§ **Extracted text**
▼
Pipelines reference - Preparers Innovation Release

Suggest edits

This documentation covers the current Innovation Release of EDB Postgres AI. You may also want the docs for the current LTS version.

This reference documentation for Pipelines preparers includes information on the functions and views available in the aidb extension related to preparers. See Usage and Examples for more details.

Views

`aidb.preparers`

Also referenceable as aidb.preps, the aidb.preparers view contains information about the configured data preparers. It includes the following columns:

Column	Type	Description
id	INTEGER
name	TEXT	Name of the preparer.
operation	aidb.DataPreparationOperation	The kind of processing step to perform.
destination_schema	TEXT	Schema of the destination table to store the output data.
destination_table	TEXT	Name of the destination table to store the output data.
▲
§ **Material shown**
▼
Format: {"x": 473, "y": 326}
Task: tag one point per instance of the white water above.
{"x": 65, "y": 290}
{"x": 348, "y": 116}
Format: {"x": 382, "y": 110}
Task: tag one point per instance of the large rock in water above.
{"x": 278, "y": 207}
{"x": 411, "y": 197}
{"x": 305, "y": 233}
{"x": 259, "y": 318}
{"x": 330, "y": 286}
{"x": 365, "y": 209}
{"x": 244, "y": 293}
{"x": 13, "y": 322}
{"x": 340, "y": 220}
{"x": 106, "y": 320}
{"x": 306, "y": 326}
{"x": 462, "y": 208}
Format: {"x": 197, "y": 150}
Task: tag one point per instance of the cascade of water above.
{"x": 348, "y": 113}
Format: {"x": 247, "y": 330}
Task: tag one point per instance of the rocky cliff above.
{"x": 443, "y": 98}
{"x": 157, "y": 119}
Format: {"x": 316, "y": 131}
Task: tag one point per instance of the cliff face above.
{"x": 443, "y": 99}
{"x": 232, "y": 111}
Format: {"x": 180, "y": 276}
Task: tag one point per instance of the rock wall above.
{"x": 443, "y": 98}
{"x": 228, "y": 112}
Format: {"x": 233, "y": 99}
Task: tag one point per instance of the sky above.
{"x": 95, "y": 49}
▲
§ **Things to do**
A. Summarize the preparers reference page in two sentences.
B. From the preparers reference page, extract the passage that begins at the words "Pipelines reference - Preparers" and stops after "current LTS version.".

§ **Response list**
A. This page documents the functions and views related to preparers in the aidb extension, for the current Innovation Release of EDB Postgres AI. Its aidb.preparers view, also referenceable as aidb.preps, holds information about the configured data preparers in columns for id, name, operation, destination schema, and destination table.

B.
Pipelines reference - Preparers Innovation Release

Suggest edits

This documentation covers the current Innovation Release of EDB Postgres AI. You may also want the docs for the current LTS version.